OBIETTIVI -
A. Trasforma in una lista JSON di stringhe, una per riga e senza le righe vuote, la parte dell'elenco che parte dalla riga contenente "Target = green leaf" e arriva alla riga contenente "x=220 y=208", entrambe comprese.
B. Prosegui il brano sulla divisione del mondo in Primo, Secondo e Terzo Mondo a partire dal punto in cui si interrompe.

ESTRATTO DEL DOCUMENTO -
>>
In effetti lo scenario geopolitico che si venne a formare tra gli anni Quaranta e Cinquanta del XX secolo, fu caratterizzato da un blocco di Paesi che si riconoscevano nel capitalismo liberale, ovvero gli USA, il Canada, il Giappone e l’Europa occidentale (il cosiddetto Primo Mondo) opposti all’Unione Sovietica e a tutti quei paesi dell’Europa orientale che avevano abbracciato l’ideologia comunista (il Secondo Mondo): «E poi c’era il Terzo Mondo, vale a dire tutti gli altri, la maggioranza della popolazione mondiale. [...] Nel 1950, nel Terzo Mondo vivevano più di due terzi della popolazione mondiale e, con poche eccezioni, queste persone avevano vissuto sotto il controllo del colonialismo europeo» (p. 15).
<<
DATI DI PARTENZA -
>>
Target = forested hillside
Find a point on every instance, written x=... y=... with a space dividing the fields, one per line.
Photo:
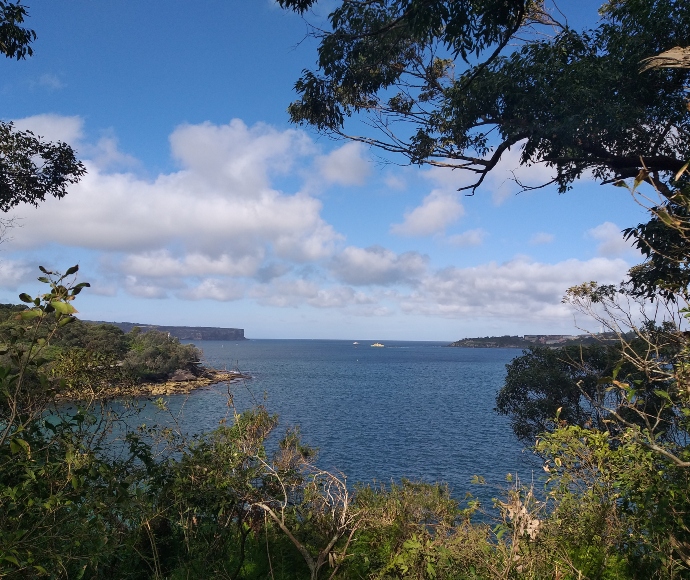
x=93 y=490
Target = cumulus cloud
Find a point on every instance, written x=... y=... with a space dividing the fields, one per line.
x=345 y=165
x=519 y=289
x=468 y=238
x=221 y=290
x=15 y=272
x=377 y=265
x=541 y=238
x=54 y=127
x=49 y=81
x=439 y=209
x=611 y=241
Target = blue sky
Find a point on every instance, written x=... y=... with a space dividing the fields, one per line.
x=204 y=206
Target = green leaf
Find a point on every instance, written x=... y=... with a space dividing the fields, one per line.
x=30 y=314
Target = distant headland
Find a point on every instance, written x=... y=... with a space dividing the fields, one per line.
x=552 y=340
x=183 y=332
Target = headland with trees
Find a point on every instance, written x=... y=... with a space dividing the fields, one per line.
x=463 y=82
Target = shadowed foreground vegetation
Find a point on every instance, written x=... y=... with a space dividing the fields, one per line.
x=82 y=495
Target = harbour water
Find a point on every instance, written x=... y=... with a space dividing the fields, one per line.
x=419 y=410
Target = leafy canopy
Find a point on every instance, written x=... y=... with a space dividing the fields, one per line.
x=457 y=84
x=30 y=169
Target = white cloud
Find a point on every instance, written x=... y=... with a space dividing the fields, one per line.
x=50 y=81
x=377 y=265
x=468 y=238
x=541 y=238
x=345 y=165
x=54 y=127
x=439 y=209
x=214 y=289
x=611 y=241
x=143 y=289
x=13 y=273
x=395 y=182
x=220 y=208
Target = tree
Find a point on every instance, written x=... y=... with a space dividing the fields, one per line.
x=30 y=169
x=456 y=84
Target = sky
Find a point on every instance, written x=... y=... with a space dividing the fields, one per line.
x=204 y=206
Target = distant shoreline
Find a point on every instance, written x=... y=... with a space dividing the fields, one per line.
x=208 y=378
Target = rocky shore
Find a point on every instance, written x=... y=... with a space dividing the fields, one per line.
x=185 y=383
x=181 y=383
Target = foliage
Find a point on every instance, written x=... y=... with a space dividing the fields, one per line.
x=30 y=169
x=15 y=40
x=439 y=84
x=544 y=380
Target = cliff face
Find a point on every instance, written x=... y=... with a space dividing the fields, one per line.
x=186 y=332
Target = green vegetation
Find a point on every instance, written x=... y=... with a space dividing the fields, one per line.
x=139 y=356
x=83 y=494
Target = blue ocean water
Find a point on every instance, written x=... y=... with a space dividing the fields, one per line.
x=419 y=410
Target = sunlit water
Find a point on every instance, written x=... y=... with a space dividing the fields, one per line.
x=418 y=410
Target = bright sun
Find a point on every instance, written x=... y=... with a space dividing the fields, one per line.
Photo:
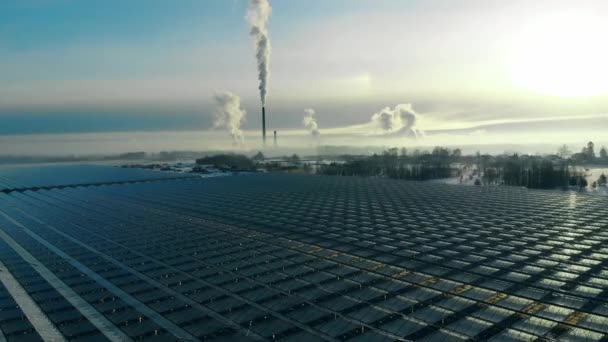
x=563 y=55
<<
RISPOSTE AI COMPITI -
A.
[
  "Target = green leaf",
  "Find a point on every instance, written x=... y=... with a space dividing the fields, one per line.",
  "x=30 y=314",
  "Target = distant headland",
  "Find a point on every instance, written x=... y=... with a space dividing the fields, one per line.",
  "x=552 y=340",
  "x=183 y=332",
  "Target = headland with trees",
  "Find a point on every instance, written x=... y=... with a space dividing the fields, one per line.",
  "x=463 y=82",
  "Target = shadowed foreground vegetation",
  "Find a point on every instance, written x=... y=... with a space dividing the fields, one per line.",
  "x=82 y=495",
  "Target = harbour water",
  "Find a point on every instance, written x=... y=... with a space dividing the fields, one per line.",
  "x=419 y=410",
  "Target = leafy canopy",
  "Find a point on every instance, written x=... y=... with a space dividing the fields, one per line.",
  "x=457 y=84",
  "x=30 y=169",
  "Target = white cloud",
  "Find a point on every instance, written x=... y=... with a space dividing the fields, one per line.",
  "x=50 y=81",
  "x=377 y=265",
  "x=468 y=238",
  "x=541 y=238",
  "x=345 y=165",
  "x=54 y=127",
  "x=439 y=209",
  "x=214 y=289",
  "x=611 y=241",
  "x=143 y=289",
  "x=13 y=273",
  "x=395 y=182",
  "x=220 y=208"
]

B.
Bevins mette in evidenza come proprio i paesi del Terzo Mondo divennero in un certo senso centrali nello scontro politico-ideologico di quegli anni. Il punto di svolta avvenne con la Conferenza Asia-Africa che si tenne a Bandung in Indonesia nel 1953: «L’importante congresso raccolse i popoli del mondo colonizzato in un movimento contrapposto all’imperialismo europeo e indipendente dal potere degli Stati Uniti e dell’Unione Sovietica» (p. 61). Si formò in pratica un nuovo soggetto politico che sulla scena internazionale cercava di trovare una strada alternativa alla logica dello scontro fra le due grandi potenze; tant’è che la Conferenza di Bandung fece da base al movimento dei paesi non allineati costituitosi a Belgrado nel 1961.

 

Ma c’erano aspetti che (seguendo la linea interpretativa di Bevins) inquietavano l’Occidente e soprattutto gli USA. Infatti la Conferenza di Bandung portava alla luce un’idea di nazione da parte dei paesi più poveri del mondo che era ben diversa da quella occidentale. Un’idea “costruita sulla lotta anticolonialista e sulla spinta alla giustizia sociale”, con annesse rivendicazioni di natura economica. È ovvio che tali elementi, agli occhi dei politici statunitensi, non solo facevano diventare il Terzo Mondo estremamente permeabile alle teorie socialiste, ma aumentavano i timori che l’Urss diventasse «un’alternativa che i poveri potevano scegliere per conquistare la modernità senza replicare l’esperienza Americana» (p. 17).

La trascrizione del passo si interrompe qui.